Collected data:
[Begin]

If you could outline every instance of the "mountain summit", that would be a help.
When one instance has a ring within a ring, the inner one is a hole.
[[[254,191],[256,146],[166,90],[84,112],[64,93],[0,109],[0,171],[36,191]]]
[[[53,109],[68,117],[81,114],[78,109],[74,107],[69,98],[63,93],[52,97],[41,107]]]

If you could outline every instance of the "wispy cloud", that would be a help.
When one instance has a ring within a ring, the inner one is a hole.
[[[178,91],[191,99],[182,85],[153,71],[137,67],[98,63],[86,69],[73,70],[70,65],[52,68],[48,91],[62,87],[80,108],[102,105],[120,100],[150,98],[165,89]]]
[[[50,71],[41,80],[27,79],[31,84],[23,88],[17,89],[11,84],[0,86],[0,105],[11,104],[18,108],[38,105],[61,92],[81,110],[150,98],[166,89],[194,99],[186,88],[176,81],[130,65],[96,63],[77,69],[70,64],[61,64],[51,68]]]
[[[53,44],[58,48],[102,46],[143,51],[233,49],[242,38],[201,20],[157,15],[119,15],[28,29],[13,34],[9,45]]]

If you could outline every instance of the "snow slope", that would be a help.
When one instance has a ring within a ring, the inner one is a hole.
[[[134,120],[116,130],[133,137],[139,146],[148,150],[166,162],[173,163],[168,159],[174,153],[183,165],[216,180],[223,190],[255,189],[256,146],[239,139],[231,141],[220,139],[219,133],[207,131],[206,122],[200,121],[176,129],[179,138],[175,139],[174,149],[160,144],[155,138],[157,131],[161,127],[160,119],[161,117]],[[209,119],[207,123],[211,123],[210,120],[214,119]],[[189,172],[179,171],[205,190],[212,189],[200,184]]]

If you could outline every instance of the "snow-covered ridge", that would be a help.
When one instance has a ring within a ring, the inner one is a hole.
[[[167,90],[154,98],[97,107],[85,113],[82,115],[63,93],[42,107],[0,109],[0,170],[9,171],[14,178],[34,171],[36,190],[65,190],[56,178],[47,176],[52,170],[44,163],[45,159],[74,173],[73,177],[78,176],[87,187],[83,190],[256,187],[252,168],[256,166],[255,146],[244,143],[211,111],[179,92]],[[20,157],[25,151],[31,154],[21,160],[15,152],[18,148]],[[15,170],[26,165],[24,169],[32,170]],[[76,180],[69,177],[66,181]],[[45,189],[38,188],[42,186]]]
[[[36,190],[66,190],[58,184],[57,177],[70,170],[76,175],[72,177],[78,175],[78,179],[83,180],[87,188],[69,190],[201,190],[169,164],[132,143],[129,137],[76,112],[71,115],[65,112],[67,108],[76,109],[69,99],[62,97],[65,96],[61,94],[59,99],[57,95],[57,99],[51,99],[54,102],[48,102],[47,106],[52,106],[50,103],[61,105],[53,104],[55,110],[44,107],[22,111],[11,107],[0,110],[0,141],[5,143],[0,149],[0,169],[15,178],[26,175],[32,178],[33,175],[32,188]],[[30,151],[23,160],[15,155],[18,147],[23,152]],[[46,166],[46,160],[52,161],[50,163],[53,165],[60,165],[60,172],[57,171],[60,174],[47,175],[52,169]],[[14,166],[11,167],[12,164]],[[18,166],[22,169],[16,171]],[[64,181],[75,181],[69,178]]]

[End]

--- Problem to work on ---
Gather each line of the listing above that contains the word "outline". Case matters.

--- Solution below ---
If you could outline every instance of the "mountain summit", that would be a help.
If you could outline every instance of the "wispy cloud", that would be a help.
If you could outline every instance of the "snow slope", that would be a help.
If you could outline every instance of the "snow-covered ridge", that would be a help.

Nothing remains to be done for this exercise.